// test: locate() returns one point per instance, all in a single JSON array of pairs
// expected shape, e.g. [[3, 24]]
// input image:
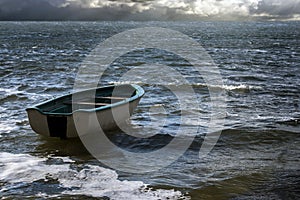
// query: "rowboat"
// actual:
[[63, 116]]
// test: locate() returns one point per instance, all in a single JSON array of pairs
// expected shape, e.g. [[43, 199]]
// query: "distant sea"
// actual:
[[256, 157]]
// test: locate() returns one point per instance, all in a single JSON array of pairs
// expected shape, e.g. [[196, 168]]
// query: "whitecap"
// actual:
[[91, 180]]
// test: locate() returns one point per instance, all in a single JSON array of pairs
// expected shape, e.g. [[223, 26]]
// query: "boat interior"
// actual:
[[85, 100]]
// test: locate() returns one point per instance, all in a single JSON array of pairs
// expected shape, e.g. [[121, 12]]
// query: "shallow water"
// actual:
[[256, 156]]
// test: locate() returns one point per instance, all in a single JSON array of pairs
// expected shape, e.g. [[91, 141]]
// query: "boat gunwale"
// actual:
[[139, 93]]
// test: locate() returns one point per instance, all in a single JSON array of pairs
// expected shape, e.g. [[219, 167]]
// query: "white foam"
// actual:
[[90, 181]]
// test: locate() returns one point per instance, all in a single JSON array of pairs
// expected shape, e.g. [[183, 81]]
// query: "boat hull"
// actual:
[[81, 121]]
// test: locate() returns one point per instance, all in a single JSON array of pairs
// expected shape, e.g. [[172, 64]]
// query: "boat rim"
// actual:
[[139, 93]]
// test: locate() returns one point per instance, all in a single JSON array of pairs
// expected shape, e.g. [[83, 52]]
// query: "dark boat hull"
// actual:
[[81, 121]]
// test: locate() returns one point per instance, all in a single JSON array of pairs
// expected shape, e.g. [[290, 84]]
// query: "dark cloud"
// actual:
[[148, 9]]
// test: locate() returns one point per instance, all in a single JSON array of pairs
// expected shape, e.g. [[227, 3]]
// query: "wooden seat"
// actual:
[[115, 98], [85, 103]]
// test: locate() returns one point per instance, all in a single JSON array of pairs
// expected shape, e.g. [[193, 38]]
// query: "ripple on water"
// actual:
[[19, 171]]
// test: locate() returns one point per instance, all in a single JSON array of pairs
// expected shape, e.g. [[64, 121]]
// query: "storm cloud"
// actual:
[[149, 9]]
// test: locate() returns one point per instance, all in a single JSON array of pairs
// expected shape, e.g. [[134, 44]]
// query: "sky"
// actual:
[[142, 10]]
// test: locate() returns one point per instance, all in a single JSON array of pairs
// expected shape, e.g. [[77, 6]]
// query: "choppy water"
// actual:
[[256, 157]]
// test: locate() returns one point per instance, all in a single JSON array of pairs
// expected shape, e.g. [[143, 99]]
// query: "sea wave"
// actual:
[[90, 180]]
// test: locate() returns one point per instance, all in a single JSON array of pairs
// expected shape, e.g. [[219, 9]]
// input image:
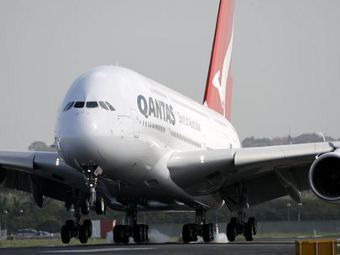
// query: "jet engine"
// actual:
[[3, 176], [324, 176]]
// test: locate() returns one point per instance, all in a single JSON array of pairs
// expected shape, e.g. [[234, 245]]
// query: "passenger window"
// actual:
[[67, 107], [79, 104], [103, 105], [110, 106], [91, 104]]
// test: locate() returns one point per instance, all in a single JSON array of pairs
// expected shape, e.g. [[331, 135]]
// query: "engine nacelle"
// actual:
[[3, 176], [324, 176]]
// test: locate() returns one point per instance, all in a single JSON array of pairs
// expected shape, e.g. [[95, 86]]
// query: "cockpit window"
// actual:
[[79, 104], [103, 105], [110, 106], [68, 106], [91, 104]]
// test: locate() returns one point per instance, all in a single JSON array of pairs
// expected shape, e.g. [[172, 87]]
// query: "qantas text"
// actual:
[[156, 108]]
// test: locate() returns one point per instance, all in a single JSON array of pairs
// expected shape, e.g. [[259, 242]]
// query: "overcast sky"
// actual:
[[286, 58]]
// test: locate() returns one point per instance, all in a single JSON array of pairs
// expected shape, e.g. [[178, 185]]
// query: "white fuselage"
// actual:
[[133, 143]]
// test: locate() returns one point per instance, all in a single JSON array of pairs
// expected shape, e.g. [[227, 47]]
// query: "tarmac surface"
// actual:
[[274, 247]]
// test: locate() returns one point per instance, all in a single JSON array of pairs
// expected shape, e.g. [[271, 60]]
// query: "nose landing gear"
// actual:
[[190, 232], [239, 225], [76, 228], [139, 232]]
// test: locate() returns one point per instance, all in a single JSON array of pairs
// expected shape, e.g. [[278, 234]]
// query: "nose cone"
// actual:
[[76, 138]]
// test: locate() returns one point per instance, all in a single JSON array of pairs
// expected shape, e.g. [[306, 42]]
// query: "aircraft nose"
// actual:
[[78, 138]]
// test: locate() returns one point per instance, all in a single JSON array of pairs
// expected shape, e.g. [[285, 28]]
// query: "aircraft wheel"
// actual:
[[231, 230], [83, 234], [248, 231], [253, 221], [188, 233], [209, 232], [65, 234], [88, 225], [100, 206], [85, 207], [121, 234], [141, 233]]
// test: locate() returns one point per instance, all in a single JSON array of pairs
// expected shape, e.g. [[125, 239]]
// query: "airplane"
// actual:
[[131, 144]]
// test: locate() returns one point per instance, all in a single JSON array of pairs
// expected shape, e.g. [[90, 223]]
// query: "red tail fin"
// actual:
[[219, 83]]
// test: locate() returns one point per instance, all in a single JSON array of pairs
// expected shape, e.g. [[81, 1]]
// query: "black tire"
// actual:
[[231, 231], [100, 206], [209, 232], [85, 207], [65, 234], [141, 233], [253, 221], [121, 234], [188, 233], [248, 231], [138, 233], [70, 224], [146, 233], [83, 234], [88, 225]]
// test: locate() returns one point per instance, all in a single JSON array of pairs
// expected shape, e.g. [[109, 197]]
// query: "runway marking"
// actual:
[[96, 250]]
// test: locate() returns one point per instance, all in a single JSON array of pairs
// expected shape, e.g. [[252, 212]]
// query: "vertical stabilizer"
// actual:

REQUIRED WORK: Please write out all of the material above without changing a word, and omit any pictures.

EXERCISE RESPONSE:
// test: locate() returns one point per instance, all in a single JSON array of pairs
// expected shape, e.g. [[3, 24]]
// input image:
// query: "rowboat"
// actual:
[[63, 116]]
// test: locate() returns one point per instance, all in a single JSON array of pairs
// expected shape, e.g. [[43, 199]]
// query: "distant sea"
// actual:
[[256, 157]]
// test: locate() returns one point per instance, all in a single JSON array of pairs
// expected shape, e.g. [[196, 168]]
// query: "whitecap"
// actual:
[[91, 180]]
// test: locate() returns one point per instance, all in a single JSON array of pairs
// expected shape, e.g. [[223, 26]]
// query: "boat interior"
// actual:
[[85, 100]]
// test: locate() returns one point per instance, all in a single JSON array of pairs
// expected shape, e.g. [[121, 12]]
// query: "shallow water"
// actual:
[[256, 156]]
// test: locate() returns one point per instance, all in a single JSON array of pairs
// expected shape, e.g. [[91, 141]]
// query: "boat gunwale"
// actual:
[[139, 93]]
// test: locate() returns one point per instance, all in a single JSON array of pairs
// expected shape, e.g. [[219, 167]]
// query: "white foam"
// actual:
[[90, 181]]
// test: locate() returns one point per instance, all in a single JSON array of pairs
// expected shape, e.g. [[183, 81]]
// query: "boat hull"
// actual:
[[81, 121]]
// test: locate() returns one point per instance, all in a single JSON array of pairs
// expected shape, e.g. [[172, 64]]
// query: "boat rim"
// actual:
[[139, 93]]
// test: locate() returns one point per instance, all in a single JSON array of pairs
// expected shape, e.g. [[83, 52]]
// query: "dark boat hull"
// actual:
[[81, 121]]
// test: locate() returns one point per instance, all in a single JSON array of pairs
// expected shape, e.g. [[290, 84]]
// query: "dark cloud"
// actual:
[[148, 9]]
// test: locate() returns one point per instance, all in a single JSON array of pairs
// expected shape, e.g. [[227, 3]]
// query: "wooden seat"
// actual:
[[115, 98], [85, 103]]
// test: locate() returns one point per instance, all in a single JSON array of pairs
// expected shape, e.g. [[193, 38]]
// query: "ripple on water"
// actual:
[[19, 171]]
// test: locate() returns one point per instance, all in a single JSON array of pairs
// expected shape, e.g. [[64, 121]]
// query: "storm cloud"
// actual:
[[149, 9]]
// test: locate() returns one point per instance, all in a single JSON array of pairs
// expected shape, e.g. [[134, 44]]
// query: "sky"
// actual:
[[142, 10]]
// test: locate() returns one point per instance, all in a single JSON array of pairs
// expected shape, e.g. [[77, 6]]
// query: "choppy water"
// actual:
[[256, 157]]
// test: locate() returns one point per instance, all in a single JSON array of pairs
// expected shape, e.g. [[143, 99]]
// query: "sea wave"
// actual:
[[90, 180]]
// test: locate() returns one point per instance, all in a single JSON array of pairs
// expected shape, e.g. [[219, 9]]
// input image:
// query: "jet engine"
// actual:
[[3, 176], [324, 176]]
// test: locate() returns one point per instance, all in a single JSON array of pairs
// expected shape, e.g. [[234, 245]]
// query: "passenger window"
// actual:
[[67, 107], [79, 104], [103, 105], [110, 106], [91, 104]]
// test: locate() returns one point per instance, all in a single JSON array of pairs
// expected shape, e.g. [[331, 135]]
// query: "engine nacelle"
// actual:
[[3, 176], [324, 176]]
// test: locate() returns one point per instance, all in a single JSON array of pairs
// expected shape, e.g. [[95, 86]]
// query: "cockpit window"
// actual:
[[79, 104], [103, 105], [110, 106], [68, 106], [91, 104]]
// test: locate() returns one point per instance, all in a single JSON array of pairs
// expected shape, e.g. [[172, 87]]
// query: "qantas text"
// actual:
[[156, 108]]
// test: locate() returns one point per instance, all in a single JSON array of pairs
// expected shape, e.g. [[259, 242]]
// query: "overcast sky"
// actual:
[[286, 58]]
// test: locate() returns one point per instance, all in a single JSON array of pairs
// expected shape, e.g. [[178, 185]]
// query: "white fuselage"
// actual:
[[133, 143]]
// test: locate() returns one point per instance, all in a single JSON array of pairs
// expected shape, e.g. [[227, 47]]
// query: "tarmac surface"
// actual:
[[274, 247]]
// test: locate() returns one point per instance, all in a single JSON array of pairs
// expected shape, e.g. [[271, 60]]
// query: "nose landing gear"
// actual:
[[190, 232], [239, 225], [76, 228], [139, 232]]
// test: locate() returns one point per instance, all in a single JSON array of pairs
// expected shape, e.g. [[278, 234]]
// query: "nose cone"
// actual:
[[76, 138]]
// test: locate() returns one point per instance, all in a single JSON array of pairs
// expected shape, e.g. [[306, 42]]
// query: "aircraft nose"
// actual:
[[78, 138]]
// test: locate() returns one point per instance, all in a single JSON array of pairs
// expected shape, e.g. [[285, 28]]
// query: "aircraft wheel"
// actual:
[[231, 230], [83, 234], [248, 231], [253, 221], [188, 233], [209, 232], [65, 234], [88, 225], [100, 206], [85, 207], [121, 234], [141, 233]]
// test: locate() returns one point per instance, all in a single JSON array of pairs
// expected shape, e.g. [[125, 239]]
// query: "airplane"
// actual:
[[131, 144]]
// test: locate() returns one point per instance, all in a single JSON array of pairs
// expected shape, e.g. [[90, 223]]
// query: "red tail fin"
// actual:
[[219, 83]]
// test: locate() returns one point per instance, all in a single JSON array of pairs
// expected shape, e.g. [[81, 1]]
// query: "black tire"
// actual:
[[231, 231], [100, 206], [209, 232], [85, 207], [65, 234], [141, 233], [253, 221], [121, 234], [188, 233], [248, 231], [138, 233], [70, 224], [146, 233], [83, 234], [88, 225]]
// test: locate() returns one point per instance, all in a single JSON array of pairs
// expected shape, e.g. [[109, 197]]
// query: "runway marking"
// actual:
[[96, 250]]
// test: locate() returns one point per instance, all in a single JSON array of pairs
// expected shape, e.g. [[252, 212]]
// query: "vertical stabilizer"
// actual:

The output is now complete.